SOURCE PASSAGE.
On 20 Jan 2013, at 18:53, Bruno Marchal wrote:
On 19 Jan 2013, at 13:42, Telmo Menezes wrote:
On Thu, Jan 17, 2013 at 5:47 PM, Bruno Marchal <marc...@ulb.ac.be>
wrote:
On 17 Jan 2013, at 16:01, Telmo Menezes wrote:
On Thu, Jan 17, 2013 at 3:01 PM, Bruno Marchal <marc...@ulb.ac.be>
wrote:
On 17 Jan 2013, at 13:32, Telmo Menezes wrote:
Hi all,
Naive question...
Not being a physicists, I only have a pop-science level of
understanding of the MWI. I imagine the multi-verse as a tree,
where each time there is more than one possible quantum state we
get a branch. I imagine my consciousness moving down the tree.
Suppose Mary performs the Schrodinger's cat experiment in her
house and Joe does the same in his house. They both keep the
animals in the boxes and don't take a peak. Don't tell PETA. They
meet for a coffe in a nearby coffeeshop.
So now we have four possible universes where Mary and Joe can
meet. But from the double slit experiment we know that the cats
are both still dead+alive in the current universe. Right? So are
Mary and Joe meeting in the fours universes at the same time?
Let a = alive, d = dead, and the subscript 1 and 2 distinguishes
the two cats, which are independent. Both cats are in a superposed
state dead + alive:
(a1 + d1) and (a2 + d2),
so the two cats configuration is given by (a1 + d1) * (a2 + d2),
with "*" the tensor product.
This products is linear and so this give a1*a2 + a1*d2 + d1*a2 +
d2*a2.
Mary and Joe don't interact with any cats, so the global state is
also a direct tensor product M * J * (a1*a2 + a1*d2 + d1*a2 +
d2*a2), which gives:
M * J *a1*a2 + M * J *a1*d2 + M * J *d1*a2 + M * J *d2*a2
You can add the "normalization" constant, which are 1/sqrt(2)
times 1/sqrt(2) = 1/2=
1/2 M * J *a1*a2 + 1/2 M * J *a1*d2 + 1/2 M * J *d1*a2 + 1/2 M * J
*d2*a2
So the answer to your question is yes.
Nice. Thanks Bruno!
Welcome!
To be sure, the normalizing factor does not mean there are four
universes, but most plausibly an infinity of universes, only
partitioned in four parts with identical quantum relative measure.
Sure, I get that.
Am I a set of universes?

DIRECTIVE.
Reproduce everything in the many-worlds thread above from "To be sure, the" down to "set of universes?", word for word.

GIVEN INFORMATION.
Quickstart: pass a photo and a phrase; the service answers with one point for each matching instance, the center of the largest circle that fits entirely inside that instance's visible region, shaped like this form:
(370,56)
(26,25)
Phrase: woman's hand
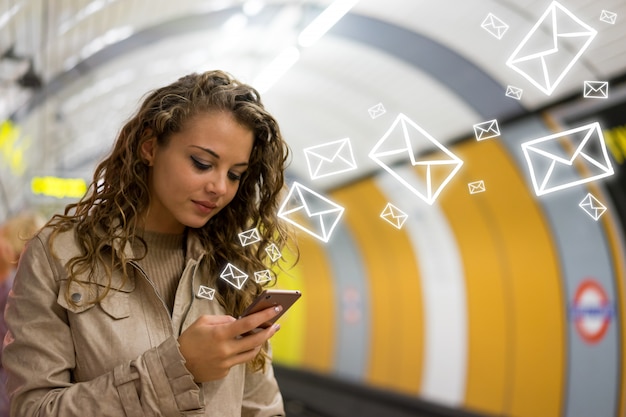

REPLY TO THE EXERCISE.
To be sure, the normalizing factor does not mean there are four
universes, but most plausibly an infinity of universes, only
partitioned in four parts with identical quantum relative measure.
Sure, I get that.
Am I a set of universes?